* **RECORDS FOR THE EXERCISE**
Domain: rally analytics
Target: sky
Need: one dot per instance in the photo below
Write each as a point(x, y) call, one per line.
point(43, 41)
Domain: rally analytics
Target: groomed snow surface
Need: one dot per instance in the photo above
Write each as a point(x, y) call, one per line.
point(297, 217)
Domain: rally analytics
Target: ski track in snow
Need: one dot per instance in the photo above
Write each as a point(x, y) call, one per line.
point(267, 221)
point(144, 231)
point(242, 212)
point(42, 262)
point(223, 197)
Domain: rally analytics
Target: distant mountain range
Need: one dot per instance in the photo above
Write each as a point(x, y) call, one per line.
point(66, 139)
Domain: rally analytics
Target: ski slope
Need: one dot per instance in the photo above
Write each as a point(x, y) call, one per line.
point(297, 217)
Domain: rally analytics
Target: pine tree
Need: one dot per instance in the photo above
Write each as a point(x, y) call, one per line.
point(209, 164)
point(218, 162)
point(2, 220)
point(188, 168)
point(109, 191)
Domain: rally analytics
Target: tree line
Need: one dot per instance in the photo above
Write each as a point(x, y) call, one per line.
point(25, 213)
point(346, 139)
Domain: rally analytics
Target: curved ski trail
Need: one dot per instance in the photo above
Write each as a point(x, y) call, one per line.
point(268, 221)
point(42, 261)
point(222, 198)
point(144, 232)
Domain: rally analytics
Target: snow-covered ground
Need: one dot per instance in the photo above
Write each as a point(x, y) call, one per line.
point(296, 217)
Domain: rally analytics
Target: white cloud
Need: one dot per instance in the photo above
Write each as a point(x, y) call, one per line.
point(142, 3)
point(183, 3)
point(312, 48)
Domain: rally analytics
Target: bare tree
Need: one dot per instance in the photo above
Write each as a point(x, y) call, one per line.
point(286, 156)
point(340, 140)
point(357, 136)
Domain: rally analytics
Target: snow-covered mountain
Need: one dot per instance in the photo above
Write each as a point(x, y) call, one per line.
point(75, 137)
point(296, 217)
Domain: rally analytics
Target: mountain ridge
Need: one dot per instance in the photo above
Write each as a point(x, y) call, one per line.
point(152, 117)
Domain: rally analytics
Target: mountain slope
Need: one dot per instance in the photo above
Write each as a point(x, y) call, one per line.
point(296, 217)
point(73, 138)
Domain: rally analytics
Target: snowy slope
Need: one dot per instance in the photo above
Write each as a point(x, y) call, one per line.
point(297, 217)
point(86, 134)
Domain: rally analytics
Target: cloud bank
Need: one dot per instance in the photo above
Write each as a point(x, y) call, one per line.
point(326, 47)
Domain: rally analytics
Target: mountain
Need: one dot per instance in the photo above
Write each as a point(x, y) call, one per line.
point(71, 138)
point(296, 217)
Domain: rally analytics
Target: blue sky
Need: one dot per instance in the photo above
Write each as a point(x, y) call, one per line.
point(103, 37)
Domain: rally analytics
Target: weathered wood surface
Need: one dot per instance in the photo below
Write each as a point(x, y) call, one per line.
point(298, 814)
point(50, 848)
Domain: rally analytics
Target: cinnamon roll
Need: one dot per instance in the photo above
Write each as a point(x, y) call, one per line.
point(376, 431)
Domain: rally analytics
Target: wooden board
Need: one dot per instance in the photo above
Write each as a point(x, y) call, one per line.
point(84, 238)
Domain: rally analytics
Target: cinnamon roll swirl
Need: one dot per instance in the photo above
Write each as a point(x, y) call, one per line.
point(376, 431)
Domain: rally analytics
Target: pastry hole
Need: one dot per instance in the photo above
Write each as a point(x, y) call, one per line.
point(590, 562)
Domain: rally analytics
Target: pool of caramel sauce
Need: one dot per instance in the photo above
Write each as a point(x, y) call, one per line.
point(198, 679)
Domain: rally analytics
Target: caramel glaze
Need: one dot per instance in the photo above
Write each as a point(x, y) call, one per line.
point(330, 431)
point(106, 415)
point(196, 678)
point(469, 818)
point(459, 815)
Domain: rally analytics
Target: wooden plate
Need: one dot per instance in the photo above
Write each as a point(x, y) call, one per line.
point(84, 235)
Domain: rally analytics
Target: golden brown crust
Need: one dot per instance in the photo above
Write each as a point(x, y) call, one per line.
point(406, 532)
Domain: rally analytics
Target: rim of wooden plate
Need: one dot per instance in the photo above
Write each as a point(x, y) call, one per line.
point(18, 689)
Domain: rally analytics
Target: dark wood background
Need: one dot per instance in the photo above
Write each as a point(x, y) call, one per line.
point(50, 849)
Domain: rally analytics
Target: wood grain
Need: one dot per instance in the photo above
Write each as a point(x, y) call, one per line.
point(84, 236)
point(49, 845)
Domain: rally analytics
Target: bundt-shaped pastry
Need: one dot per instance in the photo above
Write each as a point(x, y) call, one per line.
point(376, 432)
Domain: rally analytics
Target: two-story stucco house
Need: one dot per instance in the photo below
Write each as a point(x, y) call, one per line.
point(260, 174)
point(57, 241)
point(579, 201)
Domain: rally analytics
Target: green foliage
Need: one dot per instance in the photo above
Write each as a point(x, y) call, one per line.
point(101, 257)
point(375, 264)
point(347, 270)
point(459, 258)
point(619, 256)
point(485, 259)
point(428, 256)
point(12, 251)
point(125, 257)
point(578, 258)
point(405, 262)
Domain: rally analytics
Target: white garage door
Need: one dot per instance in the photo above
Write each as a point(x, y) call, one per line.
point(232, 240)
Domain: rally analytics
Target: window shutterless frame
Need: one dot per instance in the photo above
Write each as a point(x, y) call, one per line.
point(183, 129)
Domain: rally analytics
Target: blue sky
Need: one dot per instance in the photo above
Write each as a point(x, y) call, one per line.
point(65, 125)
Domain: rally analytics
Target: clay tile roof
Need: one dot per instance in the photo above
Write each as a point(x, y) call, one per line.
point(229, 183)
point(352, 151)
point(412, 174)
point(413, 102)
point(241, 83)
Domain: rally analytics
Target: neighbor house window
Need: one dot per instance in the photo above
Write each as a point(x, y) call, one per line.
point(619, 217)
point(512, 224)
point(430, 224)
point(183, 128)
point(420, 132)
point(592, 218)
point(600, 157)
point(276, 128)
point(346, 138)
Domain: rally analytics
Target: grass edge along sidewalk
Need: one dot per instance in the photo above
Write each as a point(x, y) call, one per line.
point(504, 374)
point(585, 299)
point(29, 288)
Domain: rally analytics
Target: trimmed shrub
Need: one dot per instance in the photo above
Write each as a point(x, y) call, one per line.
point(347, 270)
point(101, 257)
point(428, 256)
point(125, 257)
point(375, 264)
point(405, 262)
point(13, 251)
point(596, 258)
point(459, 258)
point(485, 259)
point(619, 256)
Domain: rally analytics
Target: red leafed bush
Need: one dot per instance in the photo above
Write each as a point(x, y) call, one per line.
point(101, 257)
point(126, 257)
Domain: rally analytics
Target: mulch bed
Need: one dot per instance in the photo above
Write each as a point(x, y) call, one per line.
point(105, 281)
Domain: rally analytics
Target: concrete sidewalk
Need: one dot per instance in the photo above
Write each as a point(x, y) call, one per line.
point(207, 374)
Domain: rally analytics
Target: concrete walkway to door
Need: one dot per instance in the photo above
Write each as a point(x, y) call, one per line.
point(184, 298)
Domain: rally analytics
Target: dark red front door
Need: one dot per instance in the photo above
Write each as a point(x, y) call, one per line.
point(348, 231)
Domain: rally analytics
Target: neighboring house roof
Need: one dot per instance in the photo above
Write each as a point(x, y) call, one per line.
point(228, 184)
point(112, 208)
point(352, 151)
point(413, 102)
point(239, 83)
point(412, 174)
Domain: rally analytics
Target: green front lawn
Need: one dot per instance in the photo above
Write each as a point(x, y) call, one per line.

* **WORK ITEM**
Set down the lines of the listing above verbatim, first line through the line containing "Target: ski track in snow", inclusive; add no other lines.

* **PROBLEM SOLUTION**
Domain: rally analytics
Target: sky
Need: one dot per instance in the photo below
Write each as a point(x, y) call, one per line.
point(43, 41)
Domain: rally analytics
Target: groomed snow surface
Need: one dot per instance in the photo above
Write each as a point(x, y) call, one per line.
point(297, 217)
Domain: rally analytics
Target: ski track in snow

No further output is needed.